Requirement: Reproduce the hip replacement text below word for word, between "Related Document: A" and "artificial hip itself.", inclusive.

Excerpt:
--- START ---

Once the decision to proceed with surgery is made, several things may need to be done. Your orthopedic surgeon may suggest a complete physical examination by your medical or family doctor. This is to ensure that you are in the best possible condition to undergo the operation. You may also need to spend time with the physical therapist who will be managing your rehabilitation after the surgery.

One purpose of the preoperative physical therapy visit is to record a baseline of information. This includes measurements of your current pain levels, functional abilities, and the movement and strength of each hip.

A second purpose of the preoperative therapy visit is to prepare you for your upcoming surgery. You will begin to practice some of the exercises you will use just after surgery. You will also be trained in the use of either a walker or crutches. Whether the surgeon uses a cemented or noncemented approach may determine how much weight you will be able to apply through your foot while walking.

This procedure requires the surgeon to open up the hip joint during surgery. This puts the hip at some risk for dislocation after surgery. To prevent dislocation, patients follow guidelines about which hip positions to avoid (called hip precautions). Your therapist will review these precautions with you during the preoperative visit and will drill you often to make sure you practice them at all times for at least six weeks. Some surgeons give the OK to discontinue the precautions after six to 12 weeks because they feel the soft tissues have gained enough strength by this time to keep the joint from dislocating. Finally, the therapist assesses any needs you will have at home once you’re released from the hospital.

Related Document: A Patient’s Guide to Artificial Hip Dislocation Precautions

You may be asked to donate some of your own blood before the operation. Because of the trend towards newer minimally invasive techniques, hip replacement surgery today results in much less blood loss during surgery. You probably will not be asked to donate blood and probably will not require a blood transfusion after surgery. But, if your surgeon feels the surgery may be more complex and require a blood transfusion after surgery, this blood can be donated three to five weeks before the operation. During the time before the operation, your body will make new blood cells to replace the loss. At the time of the operation, if you need to have a blood transfusion you will receive your own blood back from the blood bank.

Surgical Procedure

Before we describe the procedure, let’s look first at the artificial hip itself.

The Artificial Hip

There are two major types of artificial hip replacements:

  • cemented prosthesis
  • noncemented prosthesis

Artificial Joint Replacement of the Hip, Anterior Approach

A cemented prosthesis is held in place by a type of epoxy cement that attaches the metal to the bone. An noncemented prosthesis bears a fine mesh of holes on the surface that allows bone to grow into the mesh and attach the prosthesis to the bone.

--- END ---

Given data:
--- START ---

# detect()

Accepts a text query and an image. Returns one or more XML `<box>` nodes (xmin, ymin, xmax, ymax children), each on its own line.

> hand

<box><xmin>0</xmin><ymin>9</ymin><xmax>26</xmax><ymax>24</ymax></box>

--- END ---

Exercise result:
Related Document: A Patient’s Guide to Artificial Hip Dislocation Precautions

You may be asked to donate some of your own blood before the operation. Because of the trend towards newer minimally invasive techniques, hip replacement surgery today results in much less blood loss during surgery. You probably will not be asked to donate blood and probably will not require a blood transfusion after surgery. But, if your surgeon feels the surgery may be more complex and require a blood transfusion after surgery, this blood can be donated three to five weeks before the operation. During the time before the operation, your body will make new blood cells to replace the loss. At the time of the operation, if you need to have a blood transfusion you will receive your own blood back from the blood bank.

Surgical Procedure

Before we describe the procedure, let’s look first at the artificial hip itself.